>> Begin DATASET ROWS
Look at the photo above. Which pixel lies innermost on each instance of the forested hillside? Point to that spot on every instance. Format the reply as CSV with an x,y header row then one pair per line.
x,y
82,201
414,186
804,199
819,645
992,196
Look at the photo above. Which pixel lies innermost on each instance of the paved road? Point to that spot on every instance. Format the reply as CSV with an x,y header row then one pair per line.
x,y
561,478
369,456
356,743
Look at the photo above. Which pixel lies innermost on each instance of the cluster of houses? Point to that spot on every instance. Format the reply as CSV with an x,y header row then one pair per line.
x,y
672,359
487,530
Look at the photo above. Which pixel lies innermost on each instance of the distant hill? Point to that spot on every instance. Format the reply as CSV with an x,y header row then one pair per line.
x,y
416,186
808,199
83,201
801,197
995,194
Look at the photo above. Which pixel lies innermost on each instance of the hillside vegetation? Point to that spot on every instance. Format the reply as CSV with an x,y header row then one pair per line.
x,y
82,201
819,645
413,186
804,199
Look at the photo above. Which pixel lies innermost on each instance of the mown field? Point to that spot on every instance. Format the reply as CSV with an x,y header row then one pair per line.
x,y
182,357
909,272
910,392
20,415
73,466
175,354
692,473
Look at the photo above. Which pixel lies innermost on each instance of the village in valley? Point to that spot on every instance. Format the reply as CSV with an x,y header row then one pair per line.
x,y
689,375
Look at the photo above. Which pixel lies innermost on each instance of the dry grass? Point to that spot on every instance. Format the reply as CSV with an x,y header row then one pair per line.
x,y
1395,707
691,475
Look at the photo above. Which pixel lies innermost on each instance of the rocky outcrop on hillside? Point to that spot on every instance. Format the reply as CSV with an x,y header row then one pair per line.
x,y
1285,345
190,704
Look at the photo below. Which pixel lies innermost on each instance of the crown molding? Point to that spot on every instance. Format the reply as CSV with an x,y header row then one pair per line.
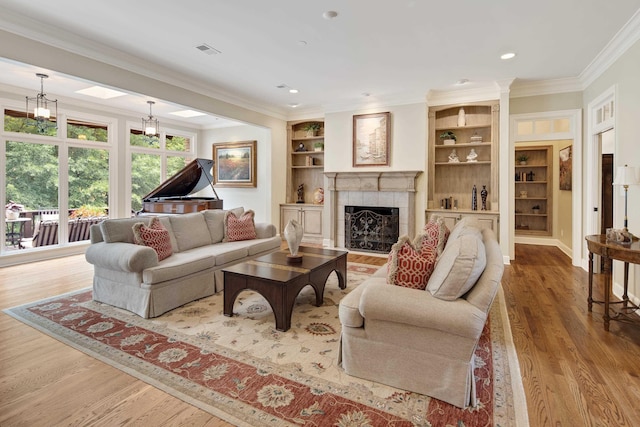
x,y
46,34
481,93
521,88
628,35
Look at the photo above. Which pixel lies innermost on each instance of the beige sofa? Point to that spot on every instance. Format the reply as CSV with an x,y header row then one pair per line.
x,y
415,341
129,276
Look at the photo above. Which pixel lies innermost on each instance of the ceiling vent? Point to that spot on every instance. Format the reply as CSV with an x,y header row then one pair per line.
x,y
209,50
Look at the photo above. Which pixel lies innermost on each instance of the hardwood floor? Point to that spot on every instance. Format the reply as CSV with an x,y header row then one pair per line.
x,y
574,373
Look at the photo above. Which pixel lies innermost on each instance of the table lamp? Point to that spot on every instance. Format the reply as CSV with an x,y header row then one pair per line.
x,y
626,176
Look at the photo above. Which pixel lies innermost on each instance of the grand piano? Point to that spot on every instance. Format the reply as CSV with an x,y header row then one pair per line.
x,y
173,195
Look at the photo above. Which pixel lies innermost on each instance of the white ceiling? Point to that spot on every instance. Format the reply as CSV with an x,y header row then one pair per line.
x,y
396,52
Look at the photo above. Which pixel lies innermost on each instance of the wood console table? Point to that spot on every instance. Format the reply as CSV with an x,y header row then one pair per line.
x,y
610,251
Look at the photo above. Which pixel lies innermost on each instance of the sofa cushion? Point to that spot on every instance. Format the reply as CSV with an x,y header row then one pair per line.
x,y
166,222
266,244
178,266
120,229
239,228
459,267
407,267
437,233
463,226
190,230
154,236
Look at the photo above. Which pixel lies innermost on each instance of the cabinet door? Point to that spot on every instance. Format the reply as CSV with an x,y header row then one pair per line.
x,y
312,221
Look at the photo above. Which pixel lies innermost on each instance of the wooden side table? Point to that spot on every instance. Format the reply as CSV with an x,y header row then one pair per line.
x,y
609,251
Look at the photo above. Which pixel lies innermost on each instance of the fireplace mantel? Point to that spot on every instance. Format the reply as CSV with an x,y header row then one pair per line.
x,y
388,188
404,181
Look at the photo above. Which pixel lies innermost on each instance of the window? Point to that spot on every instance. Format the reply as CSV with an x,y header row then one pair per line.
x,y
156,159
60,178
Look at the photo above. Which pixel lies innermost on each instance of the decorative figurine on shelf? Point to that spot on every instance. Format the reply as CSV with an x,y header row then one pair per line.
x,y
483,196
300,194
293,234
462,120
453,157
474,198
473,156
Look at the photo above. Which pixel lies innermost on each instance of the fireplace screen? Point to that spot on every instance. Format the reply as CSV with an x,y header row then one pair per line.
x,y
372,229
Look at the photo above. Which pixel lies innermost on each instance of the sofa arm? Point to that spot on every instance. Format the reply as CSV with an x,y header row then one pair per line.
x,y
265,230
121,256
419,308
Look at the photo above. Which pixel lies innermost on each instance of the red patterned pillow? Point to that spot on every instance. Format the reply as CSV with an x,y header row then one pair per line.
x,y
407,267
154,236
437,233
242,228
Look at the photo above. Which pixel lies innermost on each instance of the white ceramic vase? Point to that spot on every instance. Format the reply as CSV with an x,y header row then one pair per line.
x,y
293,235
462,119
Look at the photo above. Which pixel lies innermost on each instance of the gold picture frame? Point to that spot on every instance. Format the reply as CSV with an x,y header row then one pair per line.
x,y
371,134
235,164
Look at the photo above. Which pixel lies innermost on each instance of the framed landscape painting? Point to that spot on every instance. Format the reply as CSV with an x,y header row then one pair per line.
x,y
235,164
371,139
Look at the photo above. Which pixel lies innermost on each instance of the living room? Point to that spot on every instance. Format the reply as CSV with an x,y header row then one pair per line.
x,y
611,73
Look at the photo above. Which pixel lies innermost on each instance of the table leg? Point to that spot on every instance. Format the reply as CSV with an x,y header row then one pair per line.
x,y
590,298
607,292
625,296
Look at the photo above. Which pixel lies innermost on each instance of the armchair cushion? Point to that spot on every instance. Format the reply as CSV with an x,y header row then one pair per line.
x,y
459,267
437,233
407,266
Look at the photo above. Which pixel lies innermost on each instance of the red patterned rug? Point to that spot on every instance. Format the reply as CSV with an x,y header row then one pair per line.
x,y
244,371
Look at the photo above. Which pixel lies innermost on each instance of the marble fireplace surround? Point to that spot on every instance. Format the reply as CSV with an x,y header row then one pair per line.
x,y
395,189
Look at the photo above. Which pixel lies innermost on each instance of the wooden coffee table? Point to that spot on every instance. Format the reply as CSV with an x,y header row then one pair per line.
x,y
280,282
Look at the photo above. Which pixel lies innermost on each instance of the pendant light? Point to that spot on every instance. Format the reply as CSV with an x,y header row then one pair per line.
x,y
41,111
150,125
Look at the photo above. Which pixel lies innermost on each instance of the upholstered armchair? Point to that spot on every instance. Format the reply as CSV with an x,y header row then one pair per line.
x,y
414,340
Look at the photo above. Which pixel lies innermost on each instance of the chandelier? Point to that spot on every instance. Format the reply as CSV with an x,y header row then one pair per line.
>> End DATASET ROWS
TASK DETAILS.
Your task is an exact transcription of all the data, minus the pictures.

COMPLETE OUTPUT.
Look at the photo above. Which pixel lies innermost on each instance of the forested hillside? Point to that spot on every instance. Format the reply as CSV with an x,y header row then one pair per line.
x,y
82,201
414,186
804,199
819,645
992,196
Look at the photo above. Which pixel lies innermost on each instance of the paved road? Point to that spot on every instance. Format the reply as CSV with an x,y header row then one pair per line.
x,y
561,478
369,456
356,743
Look at the photo above. Which pixel lies innermost on each instance of the cluster of houses? Point to that spot on every instance. Format the reply as CSV with an x,y header row then one pair per line.
x,y
672,359
487,530
Look at the photo above. Which pixel lies innermost on each instance of the distant hill? Point to that spot on every instance. Format the reply as CSV with an x,y header row then one pair per line.
x,y
416,186
808,199
83,201
801,197
995,194
Look at the photo above. Which pixel lies innermost on each instance of the hillside vegetation? Point to that spot on every instance. Format the reply as CSV with an x,y header row then one pair per line.
x,y
82,201
819,645
413,186
804,199
Look at the photo above. Which pixel lies innermost on each instance of the mown field? Point to that spot on every instance. Format the reply as CSV with an x,y header row then one pair per line.
x,y
182,357
909,272
910,392
20,415
73,466
175,354
692,473
Look at the photo above. Which pixel lies innermost on each instance of the village in valley? Point to that spot on every instance. Format the reply as CSV with an x,y header row then one pair per line.
x,y
689,375
Look at the photo above. Which pixel lies innermost on each instance of the dry grass? Point to that spot on every instance. Format the reply as CSV with an x,y header row then one pair per line.
x,y
1395,707
691,475
Look at the photo above. Which pixel lies innermost on each instance of the rocky outcrop on hillside? Point to that spot on every instance. Format the reply as CSV with an x,y header row then one pair per line.
x,y
1285,345
190,704
Look at the photo below. Which pixel lies innermost on each instance of the crown molding? Point to that spot on every instance. Format the reply as CSV with an x,y header row then one pair per line.
x,y
46,34
481,93
521,88
628,35
Look at the photo above. Which pixel lies innermost on each instance of the beige sofa? Point to that spot on every instance. Format the reply as CSV with an x,y header row then one pair per line.
x,y
415,341
129,276
Look at the photo above. Which pixel lies innermost on each instance of the ceiling vent? Point to that spot on every instance. Format the reply as CSV with an x,y header row then one pair per line.
x,y
209,50
Look at the photo above. Which pixel lies innermost on each instance of the hardwood floor? Point to that spot on every instance. Format the reply as CSV with an x,y header row then one pair per line.
x,y
574,373
Look at the photo above. Which pixel lies innermost on each instance of the table lamp? Point to that spot on every instance. Format the reply as CSV with an x,y header row then one pair per line.
x,y
626,176
Look at the photo above. Which pixel lies innermost on each instance of the grand piano? Point to that spot on every instance. Format the reply as CSV with an x,y header row then one pair per line.
x,y
173,195
Look at the photo above. Which pixel lies innermost on each instance of the white ceiling? Point to that spot on every instance. Format the reply as CSV with an x,y header row then one pair per line.
x,y
396,52
Look at the photo above. Which pixel lies innermost on each instance of the wood console table? Point to that spot on every instance. Format the reply as CSV with an x,y header row then one pair per line.
x,y
610,251
Look at the photo above. Which pixel lies innermost on each instance of the sofa cushion? Point to that spot on every instance. Format the reply as CSV with an x,y header row then one pair per line.
x,y
166,222
266,244
178,266
120,229
239,228
459,267
407,267
437,233
463,226
190,230
154,236
Look at the photo above. Which pixel lies innermost on each instance of the cabinet door? Point to that spot on every instance. Format the reply as CSV with an x,y header row then one pair per line.
x,y
312,221
Look at the photo above. Which pixel lies innermost on each instance of the wooden side table? Point to that spot on every instance. Format the reply as CSV with an x,y header row then one pair per line.
x,y
609,251
Look at the photo above. Which pixel lies innermost on each instance of the fireplace mantel? Point to that spot on every instance. Format the reply as CSV with an x,y header row then one pair per line.
x,y
388,188
404,181
Look at the photo above. Which pixel lies innermost on each instance of the window? Point to that spot on every instance. Format the reply as CSV with an x,y header row then one pair per line.
x,y
156,159
60,178
Look at the photo above. Which pixel lies innermost on each instance of the decorative figurine on shelf? Point to that spot on every instance. Format the reply as CSV with an x,y header row then one pair per line.
x,y
483,196
300,194
293,234
462,120
453,157
474,198
473,156
Look at the photo above. Which pixel lies innermost on each instance of the fireplace screen? Point to that spot on every instance. Format the reply as CSV with an x,y header row then one pair per line.
x,y
372,229
Look at the photo above. Which pixel lies innermost on each instance of the sofa arm? Point to that spot on every instance. Format the reply as CSV with an x,y header row then one pair per line.
x,y
265,230
121,256
419,308
Look at the photo above. Which pixel lies innermost on each instance of the red patterned pillow? Point to that spot on every instance. Format the reply as CSV with an x,y header row then one pair per line.
x,y
407,267
154,236
437,233
242,228
Look at the photo above. Which pixel lies innermost on each instance of the white ceramic vase? Point to that spot on every instance. Format the reply as CSV with an x,y header row then one pair per line.
x,y
293,235
462,119
Look at the photo above. Which pixel lies innermost on each instance of the gold picture frame? Point to that spot on every instance. Format the reply as CSV with an x,y header row then one pair per line.
x,y
371,134
235,164
Look at the photo above. Which pixel lies innermost on each instance of the framed landscape painting? Point to that spot on every instance. Format the reply as CSV with an x,y header row then one pair per line.
x,y
235,164
371,139
Look at the photo above. Which pixel lies innermost on each instance of the living room? Point to that spot on every instance. Format the reply as CSV with an x,y header row then one pair per line.
x,y
611,73
Look at the photo above. Which pixel lies innermost on each instance of the table leg? Point to that spot on every instance. Format the reply as CSV with an x,y header row then one pair per line.
x,y
590,298
607,292
625,296
Look at the photo above. Which pixel lies innermost on each instance of the armchair cushion? Point to that spot on every instance. Format the reply as CSV with an x,y header row then one pair per line.
x,y
459,267
437,233
407,266
Look at the photo above. Which pixel lies innermost on each instance of the red patterned rug? Point to that spot on every instance. Format the reply as CSV with an x,y header row then one pair per line.
x,y
244,371
Look at the photo above. Which pixel lies innermost on each instance of the marble fireplace surround? Point to that spot on every instance. Format the reply as CSV with an x,y header row then one pair per line.
x,y
395,189
Look at the photo above. Which pixel lies innermost on each instance of the wooden coffee table? Point to that spot on every instance. Format the reply as CSV with an x,y header row then one pair per line.
x,y
280,282
Look at the photo above. Which pixel lies innermost on each instance of the pendant light? Point to that spot on every instance. Format the reply as CSV with an x,y header row then one pair per line.
x,y
41,111
150,125
Look at the photo above. Which pixel lies innermost on each instance of the upholstered armchair? Point to that spot on every instance. Format the reply as CSV with an x,y header row then one pair per line.
x,y
414,340
Look at the photo above. Which pixel lies innermost on each instance of the chandelier? Point to that spot on every instance. Format the reply as CSV with an x,y header row then one pair per line.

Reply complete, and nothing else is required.